▸ SHORT PROBLEM
Quote the records below word for word, from the line containing "Locate every instance of the gray knit" through the last line of the records, including both of those lines.

┌────────

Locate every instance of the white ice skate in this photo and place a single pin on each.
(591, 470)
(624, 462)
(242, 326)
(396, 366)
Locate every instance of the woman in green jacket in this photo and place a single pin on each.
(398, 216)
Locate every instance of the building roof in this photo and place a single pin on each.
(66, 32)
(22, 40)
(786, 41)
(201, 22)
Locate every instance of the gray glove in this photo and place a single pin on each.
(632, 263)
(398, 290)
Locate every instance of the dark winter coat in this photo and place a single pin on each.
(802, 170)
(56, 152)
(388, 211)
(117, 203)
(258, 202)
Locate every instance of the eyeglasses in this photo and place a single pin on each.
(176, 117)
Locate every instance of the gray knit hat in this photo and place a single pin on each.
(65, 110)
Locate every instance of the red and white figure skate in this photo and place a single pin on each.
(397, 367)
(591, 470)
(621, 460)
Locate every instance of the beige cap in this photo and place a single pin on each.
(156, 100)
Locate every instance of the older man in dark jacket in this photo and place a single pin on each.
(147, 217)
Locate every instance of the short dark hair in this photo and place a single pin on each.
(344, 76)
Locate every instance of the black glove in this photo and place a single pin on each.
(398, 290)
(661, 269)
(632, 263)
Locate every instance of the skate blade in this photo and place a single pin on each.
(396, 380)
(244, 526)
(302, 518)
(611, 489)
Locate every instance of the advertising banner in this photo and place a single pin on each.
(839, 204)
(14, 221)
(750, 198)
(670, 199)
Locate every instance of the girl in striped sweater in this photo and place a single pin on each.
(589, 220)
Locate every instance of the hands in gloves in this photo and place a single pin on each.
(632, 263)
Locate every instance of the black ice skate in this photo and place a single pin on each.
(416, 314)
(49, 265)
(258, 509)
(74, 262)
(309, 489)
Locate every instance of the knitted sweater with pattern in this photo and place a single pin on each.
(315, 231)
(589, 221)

└────────

▸ SOLVED PROBLEM
Locate every instance of the gray knit hat in this photo and place a single pin on each.
(65, 110)
Locate every instance of the red and white figure skate in this photo and place a single pin on each.
(397, 367)
(591, 470)
(621, 460)
Locate every instance of the beige cap in this photo and place a single pin on each.
(156, 100)
Locate every instance of the older man in dark jacket in this photo and place a single pin on each.
(147, 217)
Locate every instance of the short dark hair in this photo and place a single pin on each.
(344, 76)
Locate every instance of the black glove in this photo and place a single pin on each.
(398, 290)
(661, 269)
(632, 263)
Locate every instance of the skate blade in this photo and place a single pin on each.
(396, 380)
(244, 526)
(302, 518)
(611, 489)
Locate every instance of the advertising banner in this photo and place a single pin on each.
(839, 204)
(14, 221)
(750, 198)
(670, 199)
Locate every instance of the girl in striped sweater in this photo and place a single pin on each.
(589, 220)
Locate every instance of the hands in gloves in this photo and place a single pin on each.
(632, 263)
Locate every instance of the black ice skate in this photo and place a single pin on each.
(416, 314)
(49, 265)
(258, 509)
(74, 262)
(309, 489)
Locate every instance of the knitted sweater with pattern in this photo and place a single pin on each.
(315, 231)
(589, 221)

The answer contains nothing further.